Supplied records
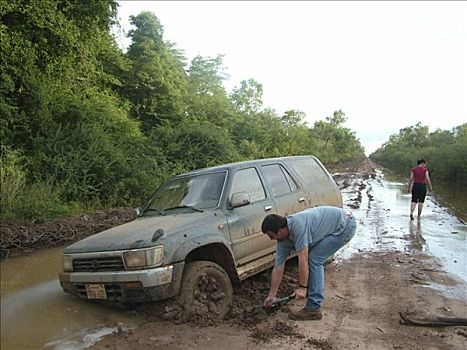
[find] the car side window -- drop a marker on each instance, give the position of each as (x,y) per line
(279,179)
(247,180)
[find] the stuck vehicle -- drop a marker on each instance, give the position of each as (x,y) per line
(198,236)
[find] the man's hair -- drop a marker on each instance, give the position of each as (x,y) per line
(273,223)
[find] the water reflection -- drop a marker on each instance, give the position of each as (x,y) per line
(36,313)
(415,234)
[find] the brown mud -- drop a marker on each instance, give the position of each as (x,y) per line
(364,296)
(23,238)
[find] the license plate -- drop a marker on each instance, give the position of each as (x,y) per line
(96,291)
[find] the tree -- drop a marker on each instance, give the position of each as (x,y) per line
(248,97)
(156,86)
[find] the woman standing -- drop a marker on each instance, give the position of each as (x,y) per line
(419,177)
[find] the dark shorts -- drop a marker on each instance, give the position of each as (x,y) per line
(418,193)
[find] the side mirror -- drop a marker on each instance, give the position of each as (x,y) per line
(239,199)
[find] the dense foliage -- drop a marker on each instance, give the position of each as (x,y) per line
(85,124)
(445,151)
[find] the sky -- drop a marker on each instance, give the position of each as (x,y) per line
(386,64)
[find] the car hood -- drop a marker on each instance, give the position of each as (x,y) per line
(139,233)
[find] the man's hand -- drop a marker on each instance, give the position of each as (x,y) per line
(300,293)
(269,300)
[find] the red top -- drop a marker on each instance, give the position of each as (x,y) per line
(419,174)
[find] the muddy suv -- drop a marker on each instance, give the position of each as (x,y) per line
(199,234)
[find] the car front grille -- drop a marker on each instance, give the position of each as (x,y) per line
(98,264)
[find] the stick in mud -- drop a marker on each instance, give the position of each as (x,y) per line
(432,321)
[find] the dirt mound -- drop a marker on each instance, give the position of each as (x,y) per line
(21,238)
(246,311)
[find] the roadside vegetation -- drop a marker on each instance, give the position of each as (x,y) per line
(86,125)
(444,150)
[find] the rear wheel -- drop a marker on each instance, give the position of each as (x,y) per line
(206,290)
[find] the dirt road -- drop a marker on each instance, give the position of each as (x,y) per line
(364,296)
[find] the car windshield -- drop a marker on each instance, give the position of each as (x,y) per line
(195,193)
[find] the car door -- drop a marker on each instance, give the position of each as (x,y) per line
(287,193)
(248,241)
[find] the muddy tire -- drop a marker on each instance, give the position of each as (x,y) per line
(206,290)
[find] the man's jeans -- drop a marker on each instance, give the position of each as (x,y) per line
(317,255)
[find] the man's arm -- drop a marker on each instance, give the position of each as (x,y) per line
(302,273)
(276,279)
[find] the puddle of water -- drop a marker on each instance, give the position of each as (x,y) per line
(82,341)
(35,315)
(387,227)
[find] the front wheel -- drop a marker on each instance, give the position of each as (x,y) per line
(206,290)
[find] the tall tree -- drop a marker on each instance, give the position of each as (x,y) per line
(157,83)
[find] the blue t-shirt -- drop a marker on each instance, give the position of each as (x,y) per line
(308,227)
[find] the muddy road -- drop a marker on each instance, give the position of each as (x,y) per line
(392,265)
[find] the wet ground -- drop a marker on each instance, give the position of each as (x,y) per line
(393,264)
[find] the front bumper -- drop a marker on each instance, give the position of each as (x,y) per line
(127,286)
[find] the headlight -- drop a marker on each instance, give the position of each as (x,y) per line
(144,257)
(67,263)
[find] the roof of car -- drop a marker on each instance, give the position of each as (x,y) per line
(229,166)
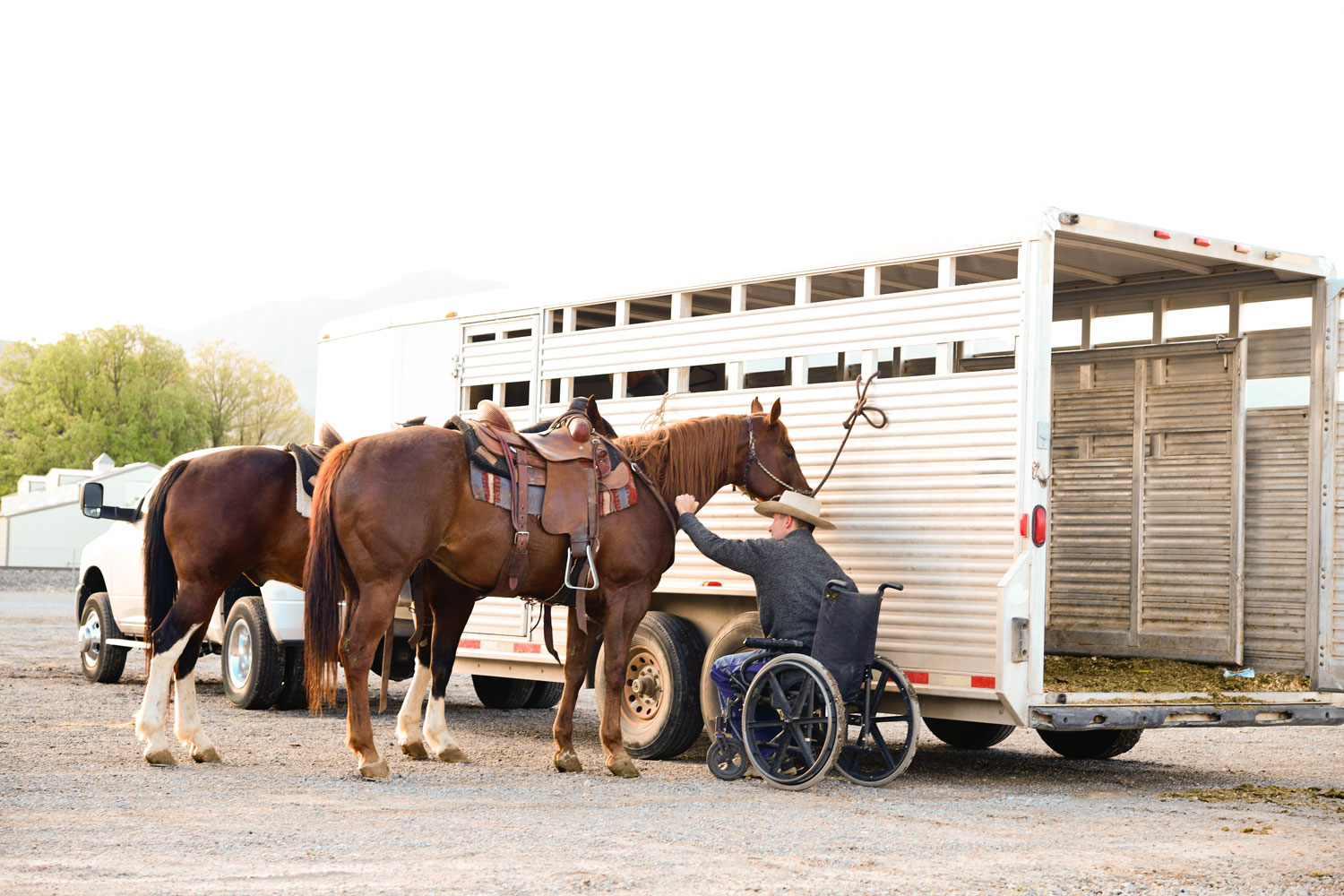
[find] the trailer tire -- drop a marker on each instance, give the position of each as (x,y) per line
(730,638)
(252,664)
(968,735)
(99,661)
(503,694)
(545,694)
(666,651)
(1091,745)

Directions for this task
In the copy, include no pictures; restate the listing above exactly.

Solution to this task
[find] the car side window -- drop a marker on each instance, give the position of each as (x,y) per line
(279,179)
(247,180)
[find] the stuck vehicle -- drop a marker on each instance, give the position of each as (x,y) per line
(198,236)
[find] the man's hair -- drop a marker on each instance, give the position of each as (x,y) per line
(273,223)
[find] the water reflection -- drop a marker on each instance, give the position of each as (x,y) per line
(36,313)
(415,234)
[find] the brown mud -- drop a marker on each instance, give the position of each as (x,y) per line
(364,296)
(23,238)
[find] the license plate -- drop a marker on each instance, give the position of each as (x,y) per line
(96,291)
[find] the tree -- drop a marker on each instance, give the position of each as (x,y) per line
(248,97)
(156,86)
[find] the woman standing -- drop a marker on each instance, give the position of each as (x,y) per line
(419,177)
[find] the dark shorts -- drop a marker on each instance, give the position of each as (x,y) per line
(418,193)
[find] the side mirror -- drop a marker on each instance, give the position of each as (x,y) per line
(239,199)
[find] the dense foliage -- drop a marker on each instance, give the position of each as (x,y) per line
(85,124)
(445,151)
[find] the sky -- drop a marker on each instance, give the position of each as (x,y) per line
(386,64)
[find] the car hood -- drop a marker on each instance, give the position of each as (x,y) per line
(139,233)
[find] the man's hand -- drop a marker on each instance, give the position of each as (x,y) per line
(300,293)
(269,300)
[find] the red top -- drop a marker on each instance, give the position of each as (x,y) per line
(419,174)
[find] the muddy suv -- drop a marker on each instance, give the position of each as (x,y) per line
(199,234)
[find] the car front grille -- drop a marker on each instance, give the position of each as (x,y) per line
(98,264)
[find] the stick in mud -- drop a marker on each instance, give the position of each as (x,y) per line
(432,321)
[find] the dirt mound -- drop a marker on each instance, give the position of each as (x,y) per line
(21,238)
(246,311)
[find] the roadside vegetation -- drop a marker on each instance, give the position of each as (x,y) per line
(86,125)
(444,150)
[find] the rear wheel -- drop a marker on each instance, give the position of each as (x,y) per line
(206,290)
[find] the dirt road -- drop a marker on each instance, give the position of each as (x,y) per line
(364,296)
[find] the car windshield -- drop a marker on each instance, give the position of each as (x,y) per line
(195,193)
[find] the car door -- drop a marker on each instance, give the position of each as (x,y) per line
(287,193)
(248,241)
[find] the muddy tire -- drop a marker on each instance, give the position of each as (x,y) per line
(206,290)
[find] the man's jeans -- drop a marker on each instance, give the position of each as (x,y) per line
(317,255)
[find] the man's arm -- drop a marker on each instance, give the position of each as (x,y) per line
(302,273)
(276,279)
[find] the puddle of water -- drop a marker on each instance, give the position of each as (x,y) per line
(82,341)
(35,315)
(387,227)
[find] the front wheel -- drop a marker on each instance, give the position of each as (x,y) per line
(206,290)
[find] the tall tree -- drop a marker on each instance, give the position of each as (x,y) per line
(157,83)
[find] the blue t-shirt -- drop a marker on each instance, give the position of each as (x,y) per line
(308,227)
[find] the muddy road -- drop a marker on each instance, give the position of each as (x,y) per line
(392,265)
[find] the wet ground -- drop a marker on each instance, give the position of each as (x,y) per line
(393,264)
[find] the front bumper -- drop a marker on each instance, give the position of each as (x,y) per line
(127,286)
[find] the headlight -- drop a marker on each instance, give the position of each as (x,y) per line
(144,257)
(67,263)
[find] the roof of car -- drop a marker on each instance, give the position of each as (x,y) per line
(229,166)
[find] the trailer tire -- drop a marker on each instance, give the position of each as (x,y) per line
(730,638)
(252,664)
(968,735)
(99,661)
(503,694)
(545,694)
(666,651)
(1091,745)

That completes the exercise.